Copy the full set of lines exactly as given.
— Begin —
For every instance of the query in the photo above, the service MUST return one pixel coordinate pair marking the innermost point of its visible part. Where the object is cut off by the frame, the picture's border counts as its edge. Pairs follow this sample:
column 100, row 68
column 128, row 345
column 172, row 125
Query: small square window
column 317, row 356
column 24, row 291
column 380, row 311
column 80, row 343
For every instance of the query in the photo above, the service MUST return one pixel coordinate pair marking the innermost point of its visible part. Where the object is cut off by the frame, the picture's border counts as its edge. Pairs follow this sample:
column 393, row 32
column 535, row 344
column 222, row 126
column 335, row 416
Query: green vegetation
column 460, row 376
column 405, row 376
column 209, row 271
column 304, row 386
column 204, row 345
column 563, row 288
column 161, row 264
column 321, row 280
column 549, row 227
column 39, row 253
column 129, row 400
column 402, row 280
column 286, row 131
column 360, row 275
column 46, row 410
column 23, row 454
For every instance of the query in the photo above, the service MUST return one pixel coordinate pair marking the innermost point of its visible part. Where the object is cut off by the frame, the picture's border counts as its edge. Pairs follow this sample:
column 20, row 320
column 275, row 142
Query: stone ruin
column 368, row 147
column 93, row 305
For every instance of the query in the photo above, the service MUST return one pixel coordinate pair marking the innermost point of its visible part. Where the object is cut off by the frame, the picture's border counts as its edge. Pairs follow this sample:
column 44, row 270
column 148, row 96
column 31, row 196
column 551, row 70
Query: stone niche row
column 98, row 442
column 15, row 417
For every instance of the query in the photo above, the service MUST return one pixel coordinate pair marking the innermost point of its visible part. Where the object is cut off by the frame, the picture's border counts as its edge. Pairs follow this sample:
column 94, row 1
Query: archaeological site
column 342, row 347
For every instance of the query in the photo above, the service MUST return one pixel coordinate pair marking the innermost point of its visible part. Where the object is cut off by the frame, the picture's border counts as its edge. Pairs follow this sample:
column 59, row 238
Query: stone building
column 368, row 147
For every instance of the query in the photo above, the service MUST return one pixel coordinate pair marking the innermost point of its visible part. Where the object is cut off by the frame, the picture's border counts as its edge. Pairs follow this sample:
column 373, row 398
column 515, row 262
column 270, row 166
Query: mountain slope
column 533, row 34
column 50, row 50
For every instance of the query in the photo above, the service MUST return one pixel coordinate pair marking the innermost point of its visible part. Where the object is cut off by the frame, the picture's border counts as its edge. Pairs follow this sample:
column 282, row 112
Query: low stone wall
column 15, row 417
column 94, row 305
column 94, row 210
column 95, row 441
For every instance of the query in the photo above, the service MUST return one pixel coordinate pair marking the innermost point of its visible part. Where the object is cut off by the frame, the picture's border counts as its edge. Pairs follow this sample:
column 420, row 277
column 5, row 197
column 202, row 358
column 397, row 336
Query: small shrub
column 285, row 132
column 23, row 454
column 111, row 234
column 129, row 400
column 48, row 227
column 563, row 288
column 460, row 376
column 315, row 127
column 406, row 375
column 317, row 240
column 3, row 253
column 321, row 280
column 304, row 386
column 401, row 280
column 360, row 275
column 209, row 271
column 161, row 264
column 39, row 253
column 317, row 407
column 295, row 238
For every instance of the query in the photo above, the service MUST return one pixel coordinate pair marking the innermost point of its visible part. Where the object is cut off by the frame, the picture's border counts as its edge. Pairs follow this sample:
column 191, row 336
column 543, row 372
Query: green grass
— End —
Finished exercise =
For every instance of the query in the photo above, the service MUST return one pixel coordinate pair marking the innermost point of its visible part. Where the object is cut off by the frame, the picture's border counts as its edge. Pairs follow this sample:
column 100, row 68
column 128, row 345
column 172, row 125
Query: small square window
column 317, row 356
column 24, row 291
column 380, row 311
column 80, row 343
For every instance of the query in the photo above, the service MUST return one pixel coordinate pair marking the innermost point of its visible part. Where the object is cut off by the frame, the picture's border counts as its edge. Pairs follow this sample:
column 393, row 32
column 535, row 344
column 222, row 126
column 335, row 416
Query: green vegetation
column 460, row 376
column 405, row 376
column 209, row 271
column 304, row 386
column 204, row 345
column 563, row 288
column 161, row 264
column 321, row 280
column 549, row 227
column 39, row 253
column 129, row 400
column 402, row 280
column 286, row 131
column 360, row 275
column 46, row 410
column 23, row 454
For every instance of the query in the photo above, the service MUST return one pixel coordinate pair marking the innermost point of its visible part. Where the object is cut off by the frame, the picture's border counts as its edge. Pairs follow this sample:
column 20, row 320
column 275, row 142
Query: stone ruin
column 368, row 147
column 93, row 305
For every instance of the query in the photo above, the service MUST return one pixel coordinate pair marking the innermost point of its visible part. Where the object is cut off by the frame, the picture's border counts as its edge. Pairs follow this sample:
column 44, row 270
column 148, row 96
column 31, row 196
column 551, row 70
Query: stone niche row
column 98, row 442
column 15, row 417
For every instance of the query in the photo above, the service MUST return one pixel coordinate pair marking the innermost point of its visible part. Where the object is cut off by the frame, the picture's border counts as its edge. Pairs follow this sample:
column 94, row 1
Query: archaeological site
column 342, row 347
For every instance of the query in the photo above, the service MUST return one pixel coordinate pair marking the innermost point of its visible part. Where the object is cut off by the frame, the picture's border counts as its edge. Pairs follow this sample:
column 59, row 238
Query: stone building
column 368, row 147
For every instance of the query in the photo above, the service MUST return one pixel coordinate pair marking the innermost point of its visible part. Where the object is cut off by the frame, the picture's border counts as its edge. Pairs follow this sample:
column 373, row 398
column 515, row 262
column 270, row 166
Query: mountain slope
column 533, row 34
column 50, row 50
For every instance of the query in the photo above, the service MUST return one pixel coordinate pair marking the innermost point of its visible part. Where the object is cut off by the frame, the picture's border counts as its edge. Pairs follow this sample:
column 282, row 112
Query: low stone wall
column 15, row 417
column 94, row 305
column 94, row 210
column 95, row 441
For every instance of the query in the photo above, the service MUST return one pixel coordinate pair marking the innermost point of its visible part. Where the object is cut off by the frame, the picture's border counts as its edge. Pairs follow this sample:
column 420, row 277
column 5, row 197
column 202, row 358
column 397, row 336
Query: small shrub
column 285, row 132
column 23, row 454
column 111, row 234
column 129, row 400
column 48, row 227
column 563, row 288
column 460, row 376
column 315, row 127
column 406, row 375
column 317, row 240
column 3, row 253
column 321, row 280
column 304, row 386
column 401, row 280
column 360, row 275
column 209, row 271
column 161, row 264
column 39, row 253
column 317, row 407
column 295, row 238
For every instance of the query in the photo above, the service MUST return one pixel coordinate pair marking the innermost point of its visible part. Where the object is cut off by the frame, the picture's border counts as its edge. Pairs follow this sample:
column 191, row 336
column 543, row 372
Query: green grass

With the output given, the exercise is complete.